----- GIVEN DATA
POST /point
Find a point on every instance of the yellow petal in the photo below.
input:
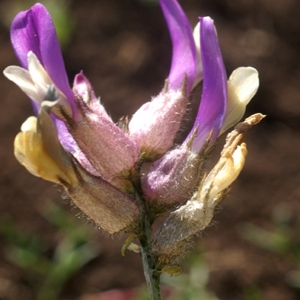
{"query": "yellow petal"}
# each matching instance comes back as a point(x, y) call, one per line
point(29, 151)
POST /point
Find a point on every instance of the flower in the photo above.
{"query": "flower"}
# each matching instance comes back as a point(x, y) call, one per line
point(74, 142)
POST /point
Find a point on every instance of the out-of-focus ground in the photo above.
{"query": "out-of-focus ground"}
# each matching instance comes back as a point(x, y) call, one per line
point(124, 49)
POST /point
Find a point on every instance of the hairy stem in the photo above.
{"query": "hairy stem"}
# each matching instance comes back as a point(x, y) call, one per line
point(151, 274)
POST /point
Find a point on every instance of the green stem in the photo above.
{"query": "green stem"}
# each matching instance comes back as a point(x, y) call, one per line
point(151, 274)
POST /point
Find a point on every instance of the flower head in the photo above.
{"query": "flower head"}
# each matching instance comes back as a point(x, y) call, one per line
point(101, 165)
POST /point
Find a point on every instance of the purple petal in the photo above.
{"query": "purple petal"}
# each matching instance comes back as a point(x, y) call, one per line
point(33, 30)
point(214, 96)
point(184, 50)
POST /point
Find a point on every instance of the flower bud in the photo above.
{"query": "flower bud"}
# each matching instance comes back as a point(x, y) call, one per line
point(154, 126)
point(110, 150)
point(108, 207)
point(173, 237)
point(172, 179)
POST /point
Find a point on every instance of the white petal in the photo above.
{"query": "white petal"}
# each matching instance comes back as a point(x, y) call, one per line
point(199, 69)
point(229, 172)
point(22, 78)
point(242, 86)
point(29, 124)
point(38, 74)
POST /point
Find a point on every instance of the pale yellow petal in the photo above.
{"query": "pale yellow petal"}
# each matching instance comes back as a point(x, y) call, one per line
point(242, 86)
----------
§ INSTRUCTIONS FOR THE TASK: Output exactly the lines from the one containing "Find a point on every instance of the flower bud" through the last line of the entries, both ends included.

§ TASK ANSWER:
Find a point on every instance of the flower bud in the photo above.
{"query": "flower bud"}
# each matching instance comes back as a point(x, y) call, one per line
point(154, 126)
point(110, 150)
point(108, 207)
point(173, 237)
point(172, 179)
POST /point
Find a point on every instance of the white petal in the photo above.
{"query": "white petal"}
# each matching instance comes back as a point(x, y) call, one per line
point(199, 69)
point(229, 172)
point(22, 78)
point(242, 86)
point(29, 124)
point(38, 74)
POST /point
Find a point on every instance of the pale yellow petal in the photo above.
{"query": "pale yellow petal"}
# each matching instance comes back as a point(x, y) call, one per line
point(242, 86)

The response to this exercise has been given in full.